Unicode Utilities: Description and Index

Boundaries

Breaks Demonstrates different boundaries within text.
- Enter the sample text.
- Pick the kind of boundaries, or hit Test.
Regex Shows transformation of (Java) Regex pattern to support Unicode.
- Enter the regex pattern
- Change the sample text if desired.
- Click Show Modified Regex Pattern
You'll then see the modified pattern. It will often be much larger, but any reasonable Regex engine will compile character classes reasonably. Below that, you'll see a sample of how the expression works, using it to find substrings of the sample text and underline them.

Properties

Unicode Property Demo window
- Enter a character code in the right side, and hit Show. You'll see the properties for that character (where they have non-default values).
- If you click on any property (like Age), you'll see a list of all the properties and their values in the Unicode Property List window
- If you click on any property value in either of these two windows, like 4.0.0.0 for Age, you'll see the characters with that property in the UnicodeSets Demo window
UnicodeSet Demo window
- You can put in arbitrary UnicodeSets, allowing boolean combinations of any of the property+value combinations in the Unicode Property List window
- If you click on Compare at the top, you can compare any two UnicodeSets.

Transforms

Transform Demonstrates different boundaries within text.
- Enter the Transform Rules
- Enter Sample Text
- Hit Show Transform
- Examples:
The rules can either be IDs (simple or compound) or general rules. To see a list of all the IDs, see ID List.

The sample can either be a piece of text or a UnicodeSet. In the latter case, only characters that are affected by the transform are shown. They are listed alphabetically by the result of the transform, with multiple entries shown in a UnicodeSet.

UnicodeSets use regular-expression syntax to allow for arbitrary set operations (Union, Intersection, Difference) on sets of Unicode characters. The base sets can be specified explicitly, such as [a-m w-z], or using Unicode Properties like [[:script=arabic:]&[:decompositiontype=canonical:]]. The latter set gets the Arabic script characters that have a canonical decomposition. The properties can be specified either with Perl-style notation (\p{script=arabic}) or with POSIX-style notation ([:script=arabic:]). For more information, see ICU UnicodeSet Documentation.

In the online demo, the implementation of UnicodeSet is customized in the following ways.
☆ ☆ ☆ ☆ ☆ ☆ ☆
• **Stated task a**
Copy the stretch of the Unicode utilities page from "The sample can" through "in a UnicodeSet." word for word.
The Unicode utilities page and the listing after it come from different sources.

• **Provided records**
☆ ☆ ☆ ☆ ☆ ☆ ☆
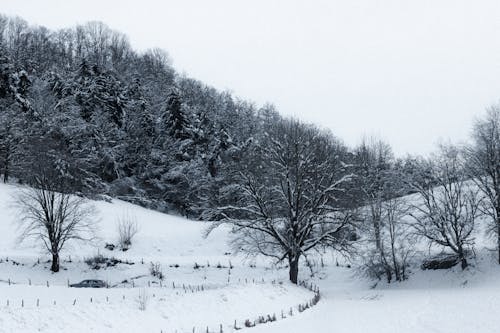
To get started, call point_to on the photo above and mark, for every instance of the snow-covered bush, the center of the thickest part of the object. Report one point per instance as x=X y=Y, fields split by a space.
x=156 y=270
x=127 y=228
x=143 y=299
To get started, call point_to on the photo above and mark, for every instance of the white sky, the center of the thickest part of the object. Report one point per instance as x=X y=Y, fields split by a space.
x=411 y=72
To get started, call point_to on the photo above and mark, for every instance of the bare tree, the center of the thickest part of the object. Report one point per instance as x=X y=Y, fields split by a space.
x=399 y=238
x=54 y=216
x=287 y=195
x=127 y=229
x=448 y=207
x=484 y=165
x=375 y=180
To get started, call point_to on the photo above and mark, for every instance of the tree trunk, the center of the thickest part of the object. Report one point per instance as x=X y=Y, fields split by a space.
x=498 y=232
x=55 y=262
x=6 y=168
x=462 y=258
x=293 y=262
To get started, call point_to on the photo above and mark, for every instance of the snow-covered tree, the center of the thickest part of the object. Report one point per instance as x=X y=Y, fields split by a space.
x=484 y=165
x=287 y=194
x=447 y=207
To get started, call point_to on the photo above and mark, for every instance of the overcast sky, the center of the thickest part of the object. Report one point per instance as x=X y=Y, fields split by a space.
x=410 y=72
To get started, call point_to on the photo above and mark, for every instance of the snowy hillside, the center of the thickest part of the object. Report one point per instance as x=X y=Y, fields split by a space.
x=223 y=288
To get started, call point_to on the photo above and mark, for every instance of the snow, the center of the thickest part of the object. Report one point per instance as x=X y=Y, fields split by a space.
x=430 y=301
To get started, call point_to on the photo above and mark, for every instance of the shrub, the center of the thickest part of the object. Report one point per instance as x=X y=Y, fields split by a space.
x=156 y=270
x=127 y=229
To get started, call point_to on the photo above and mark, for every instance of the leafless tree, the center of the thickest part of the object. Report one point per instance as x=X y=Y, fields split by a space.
x=287 y=195
x=484 y=165
x=54 y=216
x=448 y=206
x=127 y=229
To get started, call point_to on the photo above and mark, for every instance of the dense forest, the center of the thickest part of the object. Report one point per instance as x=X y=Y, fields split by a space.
x=80 y=107
x=113 y=121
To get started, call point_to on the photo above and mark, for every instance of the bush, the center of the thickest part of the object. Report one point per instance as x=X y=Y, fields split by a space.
x=143 y=299
x=127 y=229
x=445 y=261
x=156 y=270
x=99 y=261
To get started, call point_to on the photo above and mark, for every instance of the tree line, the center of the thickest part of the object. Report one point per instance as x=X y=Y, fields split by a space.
x=82 y=113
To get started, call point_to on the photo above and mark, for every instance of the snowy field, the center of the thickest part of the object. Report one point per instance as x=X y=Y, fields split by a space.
x=206 y=285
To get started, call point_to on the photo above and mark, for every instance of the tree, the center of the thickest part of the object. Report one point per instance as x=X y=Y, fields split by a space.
x=484 y=165
x=286 y=194
x=376 y=184
x=448 y=206
x=53 y=215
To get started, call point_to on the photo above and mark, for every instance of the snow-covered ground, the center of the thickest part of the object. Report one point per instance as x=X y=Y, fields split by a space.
x=234 y=287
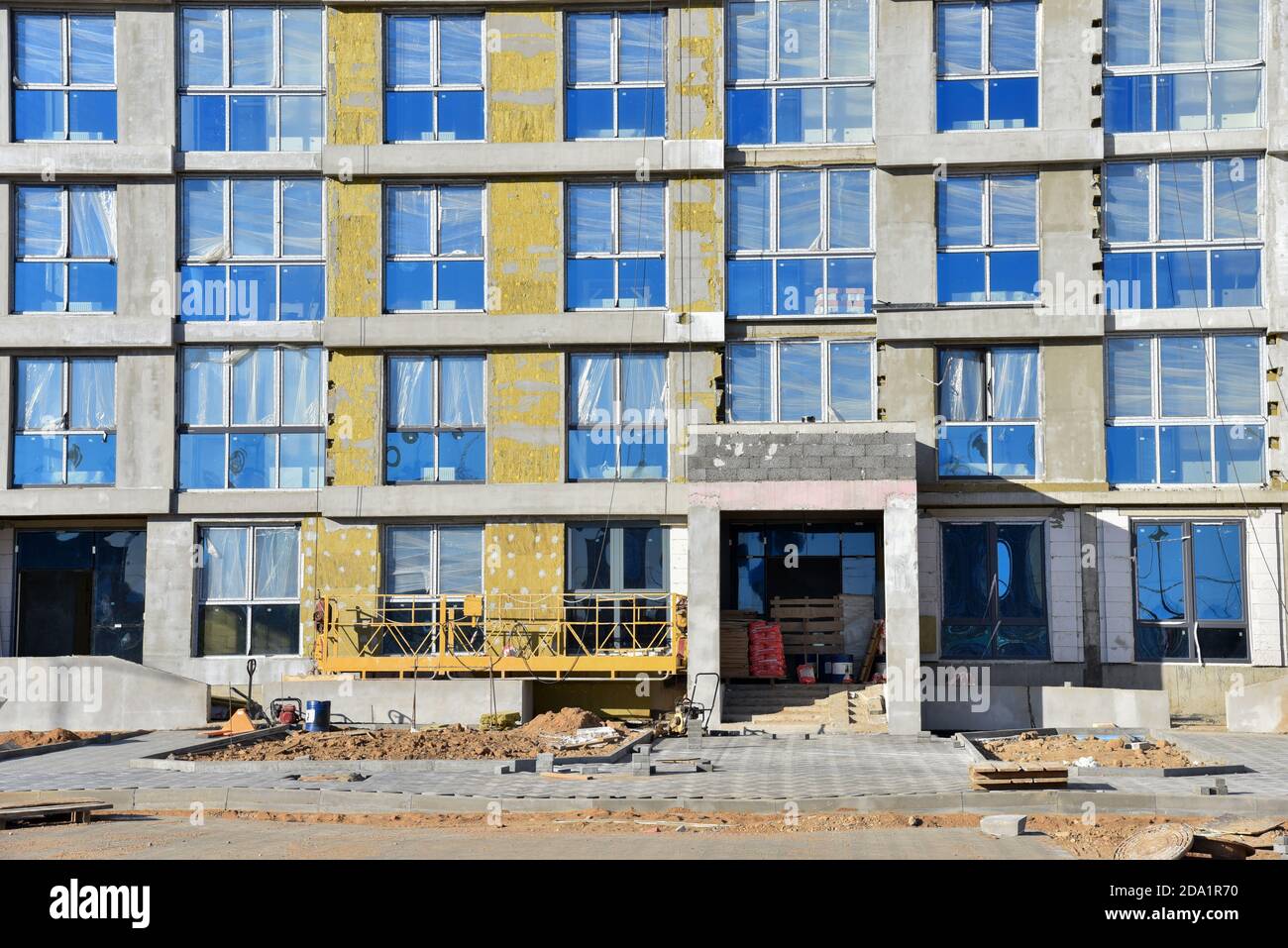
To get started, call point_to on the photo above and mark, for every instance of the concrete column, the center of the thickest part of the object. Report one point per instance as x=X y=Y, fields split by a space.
x=704 y=605
x=1091 y=672
x=902 y=618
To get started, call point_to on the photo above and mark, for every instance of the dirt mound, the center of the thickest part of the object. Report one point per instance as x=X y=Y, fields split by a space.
x=566 y=721
x=1067 y=749
x=43 y=738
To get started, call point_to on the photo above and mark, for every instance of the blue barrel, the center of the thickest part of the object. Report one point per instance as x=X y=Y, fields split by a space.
x=837 y=668
x=317 y=715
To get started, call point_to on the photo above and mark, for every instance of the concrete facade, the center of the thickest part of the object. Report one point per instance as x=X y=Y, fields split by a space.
x=885 y=468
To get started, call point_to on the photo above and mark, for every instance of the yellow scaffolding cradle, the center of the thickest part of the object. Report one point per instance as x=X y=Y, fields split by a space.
x=575 y=635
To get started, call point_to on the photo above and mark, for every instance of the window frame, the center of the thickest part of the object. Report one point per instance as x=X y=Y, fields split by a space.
x=1155 y=421
x=991 y=421
x=1207 y=244
x=275 y=90
x=774 y=394
x=1190 y=623
x=993 y=616
x=987 y=248
x=436 y=257
x=64 y=258
x=1210 y=65
x=277 y=261
x=617 y=254
x=617 y=425
x=614 y=82
x=65 y=86
x=65 y=433
x=987 y=73
x=248 y=601
x=228 y=428
x=824 y=254
x=774 y=82
x=436 y=85
x=437 y=428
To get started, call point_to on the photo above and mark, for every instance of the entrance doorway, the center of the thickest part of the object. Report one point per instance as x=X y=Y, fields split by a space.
x=80 y=592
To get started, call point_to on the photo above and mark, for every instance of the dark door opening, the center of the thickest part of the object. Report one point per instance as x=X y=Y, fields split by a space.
x=80 y=592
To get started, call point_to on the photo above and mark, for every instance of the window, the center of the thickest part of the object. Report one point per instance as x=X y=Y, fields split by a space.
x=429 y=571
x=64 y=425
x=64 y=254
x=1183 y=233
x=988 y=239
x=434 y=78
x=1183 y=64
x=1189 y=591
x=617 y=416
x=250 y=78
x=252 y=417
x=617 y=579
x=436 y=419
x=250 y=591
x=64 y=77
x=811 y=84
x=616 y=247
x=1185 y=410
x=616 y=75
x=433 y=248
x=988 y=64
x=993 y=591
x=988 y=412
x=269 y=232
x=800 y=380
x=800 y=243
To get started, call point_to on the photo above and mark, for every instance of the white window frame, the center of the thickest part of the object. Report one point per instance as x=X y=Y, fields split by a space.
x=436 y=84
x=1211 y=421
x=824 y=82
x=774 y=393
x=249 y=600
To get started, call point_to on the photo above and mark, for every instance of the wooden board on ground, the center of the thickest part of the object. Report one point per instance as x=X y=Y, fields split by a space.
x=1008 y=776
x=76 y=811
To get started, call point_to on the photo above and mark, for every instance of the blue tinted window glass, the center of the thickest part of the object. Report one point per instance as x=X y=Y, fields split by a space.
x=800 y=286
x=38 y=459
x=1129 y=454
x=590 y=112
x=1013 y=103
x=1237 y=454
x=410 y=116
x=39 y=114
x=90 y=287
x=91 y=115
x=1128 y=281
x=1235 y=277
x=1013 y=275
x=303 y=292
x=1185 y=455
x=460 y=116
x=1128 y=103
x=960 y=104
x=91 y=459
x=640 y=112
x=253 y=121
x=751 y=287
x=747 y=116
x=201 y=462
x=961 y=277
x=201 y=123
x=1159 y=572
x=252 y=460
x=1183 y=278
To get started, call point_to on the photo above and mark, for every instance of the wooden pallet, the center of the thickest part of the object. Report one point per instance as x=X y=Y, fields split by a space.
x=1008 y=776
x=76 y=811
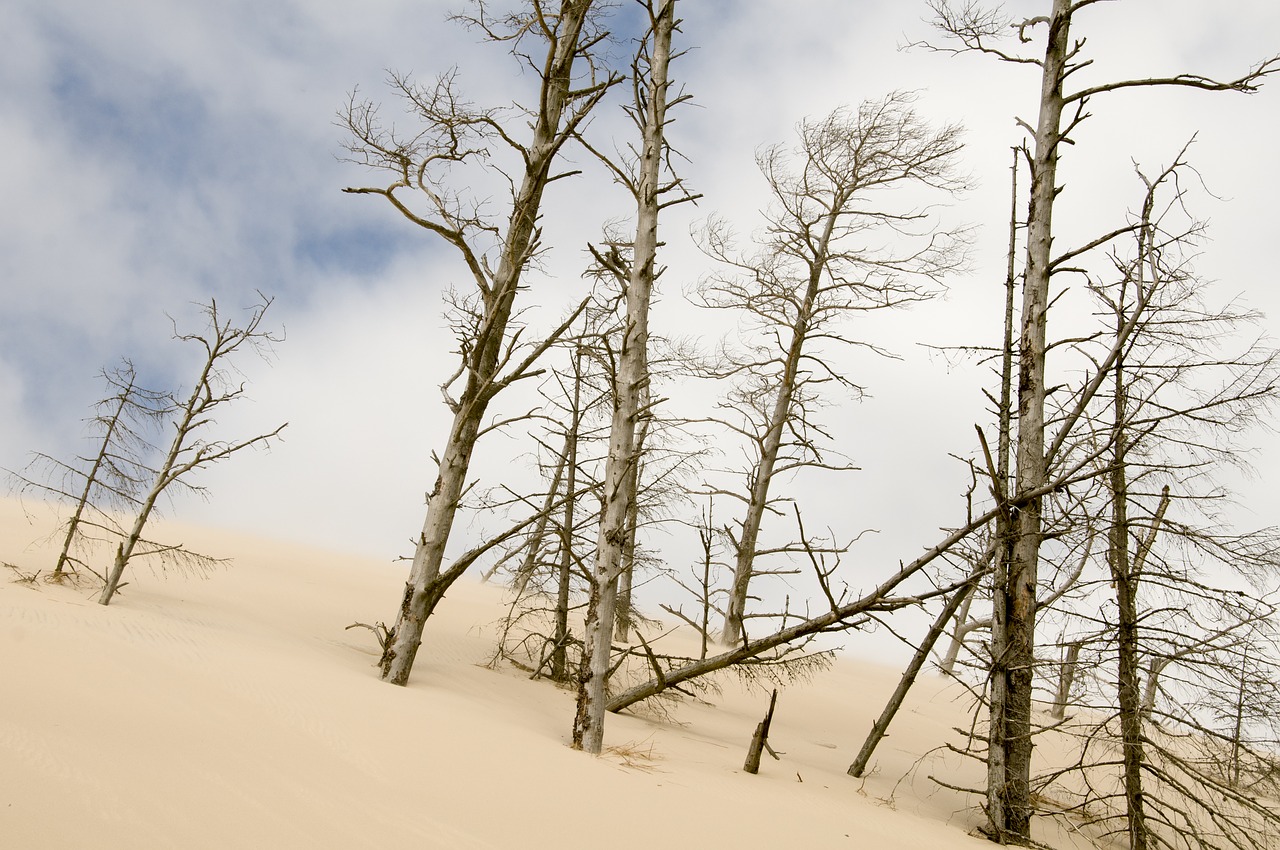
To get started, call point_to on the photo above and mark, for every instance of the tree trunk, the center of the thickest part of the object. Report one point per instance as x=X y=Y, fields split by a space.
x=630 y=392
x=895 y=702
x=762 y=476
x=1065 y=679
x=1009 y=781
x=426 y=584
x=760 y=739
x=560 y=653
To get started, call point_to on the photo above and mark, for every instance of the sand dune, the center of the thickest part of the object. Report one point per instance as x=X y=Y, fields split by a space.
x=236 y=711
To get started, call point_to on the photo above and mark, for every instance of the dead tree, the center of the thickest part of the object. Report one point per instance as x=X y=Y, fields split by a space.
x=456 y=136
x=824 y=259
x=113 y=480
x=1060 y=112
x=638 y=269
x=191 y=451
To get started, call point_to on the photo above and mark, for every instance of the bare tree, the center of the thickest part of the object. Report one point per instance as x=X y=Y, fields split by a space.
x=191 y=449
x=652 y=192
x=456 y=135
x=982 y=30
x=823 y=257
x=112 y=480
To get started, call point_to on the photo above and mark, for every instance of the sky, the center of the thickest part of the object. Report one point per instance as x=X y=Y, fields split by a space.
x=159 y=155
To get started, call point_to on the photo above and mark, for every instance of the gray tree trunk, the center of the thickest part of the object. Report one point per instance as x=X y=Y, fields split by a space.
x=1009 y=804
x=630 y=396
x=426 y=583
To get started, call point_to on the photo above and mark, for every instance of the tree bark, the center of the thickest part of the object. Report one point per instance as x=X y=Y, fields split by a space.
x=1009 y=780
x=895 y=702
x=426 y=584
x=630 y=393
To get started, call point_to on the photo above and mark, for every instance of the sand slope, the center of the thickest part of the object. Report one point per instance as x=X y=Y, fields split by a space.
x=237 y=712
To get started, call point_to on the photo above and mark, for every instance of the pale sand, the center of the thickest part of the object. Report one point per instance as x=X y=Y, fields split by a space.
x=237 y=712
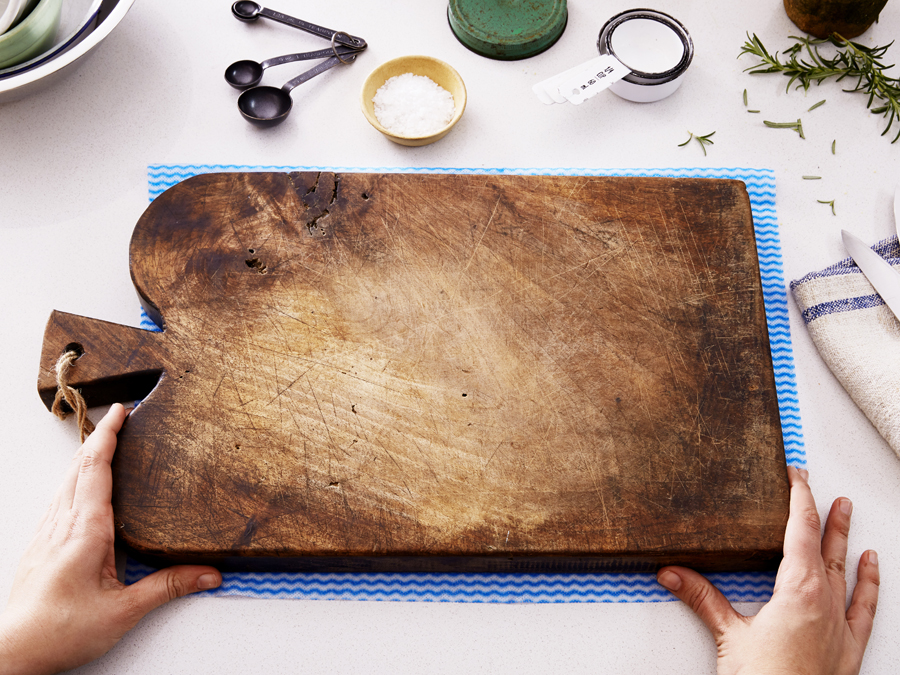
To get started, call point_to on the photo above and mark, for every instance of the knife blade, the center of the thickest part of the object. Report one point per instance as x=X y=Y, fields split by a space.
x=878 y=271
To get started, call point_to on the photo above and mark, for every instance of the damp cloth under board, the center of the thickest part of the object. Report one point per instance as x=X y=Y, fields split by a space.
x=541 y=588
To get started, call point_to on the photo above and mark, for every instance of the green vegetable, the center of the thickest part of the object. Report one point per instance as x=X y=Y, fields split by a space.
x=702 y=140
x=804 y=63
x=796 y=126
x=831 y=204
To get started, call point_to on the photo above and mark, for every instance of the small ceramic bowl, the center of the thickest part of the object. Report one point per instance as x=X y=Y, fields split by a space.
x=439 y=72
x=33 y=35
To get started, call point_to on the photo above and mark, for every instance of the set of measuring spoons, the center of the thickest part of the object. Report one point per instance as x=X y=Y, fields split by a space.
x=268 y=106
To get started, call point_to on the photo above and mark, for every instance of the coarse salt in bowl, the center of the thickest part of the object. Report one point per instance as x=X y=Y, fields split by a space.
x=406 y=99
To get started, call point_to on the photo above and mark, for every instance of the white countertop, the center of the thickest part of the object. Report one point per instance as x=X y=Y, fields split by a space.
x=73 y=182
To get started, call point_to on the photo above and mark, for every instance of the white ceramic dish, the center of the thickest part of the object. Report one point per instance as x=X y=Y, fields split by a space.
x=10 y=13
x=78 y=20
x=13 y=88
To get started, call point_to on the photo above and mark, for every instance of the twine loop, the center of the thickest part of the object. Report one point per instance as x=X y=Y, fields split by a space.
x=72 y=397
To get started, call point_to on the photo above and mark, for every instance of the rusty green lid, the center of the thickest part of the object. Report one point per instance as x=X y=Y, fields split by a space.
x=508 y=29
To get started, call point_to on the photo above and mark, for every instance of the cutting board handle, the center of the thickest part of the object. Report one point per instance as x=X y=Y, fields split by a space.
x=117 y=363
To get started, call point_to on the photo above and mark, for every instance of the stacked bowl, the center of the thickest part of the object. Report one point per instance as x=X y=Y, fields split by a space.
x=43 y=40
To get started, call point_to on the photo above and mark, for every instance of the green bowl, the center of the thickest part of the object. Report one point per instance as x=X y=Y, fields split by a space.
x=32 y=36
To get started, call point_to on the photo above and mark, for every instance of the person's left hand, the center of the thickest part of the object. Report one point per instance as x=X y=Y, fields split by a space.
x=66 y=606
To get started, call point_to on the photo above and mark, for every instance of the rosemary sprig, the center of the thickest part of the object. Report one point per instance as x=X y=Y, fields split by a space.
x=796 y=126
x=702 y=140
x=804 y=64
x=831 y=204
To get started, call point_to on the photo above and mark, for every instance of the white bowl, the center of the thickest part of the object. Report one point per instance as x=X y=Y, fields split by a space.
x=21 y=85
x=79 y=18
x=10 y=11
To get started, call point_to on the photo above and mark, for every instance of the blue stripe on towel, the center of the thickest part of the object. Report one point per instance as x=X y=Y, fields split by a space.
x=541 y=588
x=889 y=249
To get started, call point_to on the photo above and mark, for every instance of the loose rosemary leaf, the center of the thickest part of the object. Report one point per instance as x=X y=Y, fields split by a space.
x=804 y=64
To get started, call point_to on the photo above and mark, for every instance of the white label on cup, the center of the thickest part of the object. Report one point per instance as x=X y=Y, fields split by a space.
x=580 y=83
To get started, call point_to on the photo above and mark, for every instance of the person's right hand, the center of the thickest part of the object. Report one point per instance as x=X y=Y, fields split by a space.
x=805 y=629
x=66 y=606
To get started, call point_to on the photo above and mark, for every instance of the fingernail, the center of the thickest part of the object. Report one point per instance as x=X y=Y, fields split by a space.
x=669 y=580
x=207 y=581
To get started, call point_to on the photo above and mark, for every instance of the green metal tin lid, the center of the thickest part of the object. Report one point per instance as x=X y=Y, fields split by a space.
x=508 y=29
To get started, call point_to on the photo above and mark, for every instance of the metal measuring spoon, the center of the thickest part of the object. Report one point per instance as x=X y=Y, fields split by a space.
x=268 y=106
x=245 y=10
x=248 y=73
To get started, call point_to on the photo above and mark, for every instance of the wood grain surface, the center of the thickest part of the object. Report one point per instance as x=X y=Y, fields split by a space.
x=440 y=372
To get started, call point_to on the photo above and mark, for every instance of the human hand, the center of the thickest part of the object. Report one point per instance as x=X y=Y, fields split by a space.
x=804 y=629
x=66 y=606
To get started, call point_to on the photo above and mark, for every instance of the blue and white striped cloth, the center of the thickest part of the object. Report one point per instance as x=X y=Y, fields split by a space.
x=857 y=336
x=541 y=588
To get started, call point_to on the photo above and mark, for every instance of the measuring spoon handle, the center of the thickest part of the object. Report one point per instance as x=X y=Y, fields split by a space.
x=306 y=56
x=312 y=72
x=342 y=38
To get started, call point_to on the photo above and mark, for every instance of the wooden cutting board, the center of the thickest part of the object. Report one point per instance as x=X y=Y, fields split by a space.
x=440 y=372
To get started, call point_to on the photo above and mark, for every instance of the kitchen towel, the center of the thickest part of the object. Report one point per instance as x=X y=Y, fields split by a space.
x=857 y=336
x=540 y=588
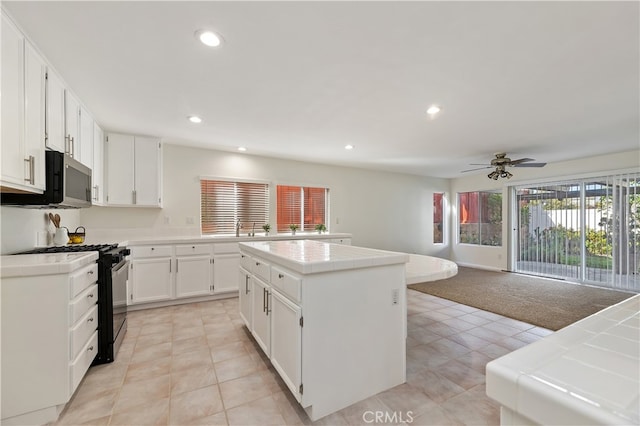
☆ ☆ ☆ ☆ ☆ ☆ ☆
• **Stated task b**
Arrange the stretch of the listing from the line containing "the window, the" through the line containing "x=800 y=243", both included, as a Markdown table with the columns No. and Line. Give one numbered row per line and leave out blank lines.

• **Written response a**
The sample can either be a piece of text or a UnicodeSet. In the latter case, only characters that are affected by the transform are shown. They are listed alphabetically by the result of the transform, with multiple entries shown in a UnicodeSet.

• **Written response b**
| No. | Line |
|---|---|
| 1 | To get started, call point_to on the photo above and mark, for every instance of the window, the center of the thickest part of the object. Report one point per instance as x=X y=Y, fields split by a space. |
| 2 | x=429 y=571 |
| 3 | x=64 y=425 |
| 4 | x=64 y=254 |
| 5 | x=1183 y=233 |
| 6 | x=988 y=239 |
| 7 | x=434 y=78 |
| 8 | x=1183 y=64 |
| 9 | x=1189 y=591 |
| 10 | x=617 y=416 |
| 11 | x=250 y=78 |
| 12 | x=252 y=417 |
| 13 | x=617 y=579 |
| 14 | x=436 y=419 |
| 15 | x=250 y=591 |
| 16 | x=64 y=77 |
| 17 | x=811 y=84 |
| 18 | x=616 y=247 |
| 19 | x=1185 y=410 |
| 20 | x=616 y=75 |
| 21 | x=433 y=248 |
| 22 | x=988 y=64 |
| 23 | x=993 y=591 |
| 24 | x=988 y=412 |
| 25 | x=269 y=232 |
| 26 | x=800 y=380 |
| 27 | x=800 y=243 |